Reproduce the entries exactly.

Items from a dataset:
------------------------------------------------
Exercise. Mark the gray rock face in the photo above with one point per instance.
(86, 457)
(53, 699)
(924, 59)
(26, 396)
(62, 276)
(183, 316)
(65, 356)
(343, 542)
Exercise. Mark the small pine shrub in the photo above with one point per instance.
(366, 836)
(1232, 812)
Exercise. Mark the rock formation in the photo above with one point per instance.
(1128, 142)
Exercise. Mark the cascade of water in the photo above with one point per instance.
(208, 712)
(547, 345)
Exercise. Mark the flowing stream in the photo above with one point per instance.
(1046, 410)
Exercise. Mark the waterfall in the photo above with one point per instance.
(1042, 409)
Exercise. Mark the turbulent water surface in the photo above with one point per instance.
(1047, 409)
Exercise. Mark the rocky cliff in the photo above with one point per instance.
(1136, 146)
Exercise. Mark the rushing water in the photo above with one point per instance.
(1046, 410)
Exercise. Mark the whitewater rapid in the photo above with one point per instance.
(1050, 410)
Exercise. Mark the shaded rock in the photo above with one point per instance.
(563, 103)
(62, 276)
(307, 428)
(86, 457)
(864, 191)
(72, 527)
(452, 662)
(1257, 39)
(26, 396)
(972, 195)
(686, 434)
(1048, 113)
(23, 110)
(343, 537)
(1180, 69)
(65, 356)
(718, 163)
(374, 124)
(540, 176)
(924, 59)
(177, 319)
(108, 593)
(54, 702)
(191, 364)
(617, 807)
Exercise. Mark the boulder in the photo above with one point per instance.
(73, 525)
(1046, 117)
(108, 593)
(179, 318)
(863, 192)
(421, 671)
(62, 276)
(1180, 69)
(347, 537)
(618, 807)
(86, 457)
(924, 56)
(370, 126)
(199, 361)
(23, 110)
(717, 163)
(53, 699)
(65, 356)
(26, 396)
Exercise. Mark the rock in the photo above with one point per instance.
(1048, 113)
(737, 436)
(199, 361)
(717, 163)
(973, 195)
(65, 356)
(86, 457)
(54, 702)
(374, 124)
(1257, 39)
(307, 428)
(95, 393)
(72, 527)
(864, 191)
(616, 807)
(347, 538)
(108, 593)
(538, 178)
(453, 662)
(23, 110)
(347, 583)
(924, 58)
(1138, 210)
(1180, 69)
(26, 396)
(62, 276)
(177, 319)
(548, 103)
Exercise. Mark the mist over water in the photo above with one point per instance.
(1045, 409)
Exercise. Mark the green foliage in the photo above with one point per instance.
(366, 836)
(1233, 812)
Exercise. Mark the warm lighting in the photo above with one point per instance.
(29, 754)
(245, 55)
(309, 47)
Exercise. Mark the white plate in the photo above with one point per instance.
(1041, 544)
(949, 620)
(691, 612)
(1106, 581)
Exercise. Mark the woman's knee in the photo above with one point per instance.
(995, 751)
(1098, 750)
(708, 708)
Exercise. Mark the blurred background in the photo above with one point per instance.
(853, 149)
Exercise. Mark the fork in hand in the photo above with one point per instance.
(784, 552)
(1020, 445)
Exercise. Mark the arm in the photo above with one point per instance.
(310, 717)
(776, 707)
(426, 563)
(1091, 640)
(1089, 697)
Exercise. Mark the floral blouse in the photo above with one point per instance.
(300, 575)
------------------------------------------------
_RESULT FOR THIS EXERCISE_
Exercise. Mark the gray rock face in the photo above with one point per instance.
(86, 457)
(53, 699)
(924, 59)
(26, 396)
(62, 276)
(183, 316)
(65, 356)
(343, 542)
Exercise. Mark the small pine shrub in the photo above with one point per instance.
(366, 836)
(1232, 812)
Exercise. Mark the rock formation in the photo above with one point per instance.
(1128, 142)
Exercise. Mark the cascade of water in the photo above with one point per instance.
(208, 712)
(547, 345)
Exercise. Mark the flowing stream in the photo above with one point per instance.
(1046, 410)
Exercise. Mark the waterfall in the photo above with one point per instance.
(1042, 409)
Exercise. Mark the turbulent water surface in the photo above with one point per instance.
(1047, 409)
Exercise. Mark the rocky cliff in the photo above with one point per instance.
(1136, 146)
Exercise. Mark the rushing water in the photo above with one point per instance.
(1046, 410)
Exercise. Mark the whitewater rapid in the photo above with one point per instance.
(1050, 410)
Exercise. Mark the shaded rock in the photo above with one point per instance.
(563, 103)
(62, 276)
(307, 428)
(86, 457)
(864, 191)
(72, 527)
(452, 662)
(1257, 39)
(26, 396)
(972, 195)
(686, 434)
(1048, 113)
(23, 110)
(343, 537)
(1180, 69)
(65, 356)
(718, 163)
(374, 124)
(540, 176)
(924, 59)
(177, 319)
(108, 593)
(54, 702)
(191, 364)
(617, 807)
Exercise. Mark the boulder in the photo above with one point per instance.
(73, 525)
(1046, 117)
(108, 593)
(179, 318)
(863, 192)
(421, 671)
(62, 276)
(1180, 69)
(347, 537)
(618, 807)
(86, 457)
(924, 56)
(370, 126)
(199, 361)
(23, 110)
(717, 163)
(53, 699)
(65, 356)
(26, 396)
Exercise. Mark the rock in the photo above with one point per instance.
(1048, 113)
(737, 436)
(199, 361)
(717, 163)
(973, 195)
(65, 356)
(86, 457)
(54, 702)
(374, 124)
(1257, 39)
(307, 428)
(95, 393)
(72, 527)
(864, 191)
(616, 807)
(347, 538)
(108, 593)
(538, 178)
(453, 662)
(23, 110)
(347, 583)
(924, 58)
(1138, 210)
(1180, 69)
(26, 396)
(62, 276)
(177, 319)
(548, 103)
Exercise. Mark the mist over water in the photo above with one point per instance.
(1045, 409)
Exercise. Mark the green foliage in the photo above with one point per instance.
(366, 836)
(1233, 812)
Exercise. Mark the warm lighting in the photo above with one point per instance.
(29, 754)
(245, 55)
(309, 47)
Exercise. Mark the white plate in the photo above with one point per instance.
(1041, 544)
(949, 620)
(691, 612)
(1106, 581)
Exercise. Mark the woman's knee in the photo above with one point per instance.
(995, 751)
(1098, 750)
(708, 708)
Exercise. Mark the blurred background in the photo above with one point per instance.
(853, 149)
Exercise. Mark the fork in hand in the photo above with one point per instance.
(784, 552)
(1020, 445)
Exercise. Mark the arm in the photo above with one point per instance.
(310, 717)
(776, 707)
(426, 563)
(1091, 640)
(1089, 697)
Exercise. Mark the floral blouse in the photo above with one point per instance.
(300, 575)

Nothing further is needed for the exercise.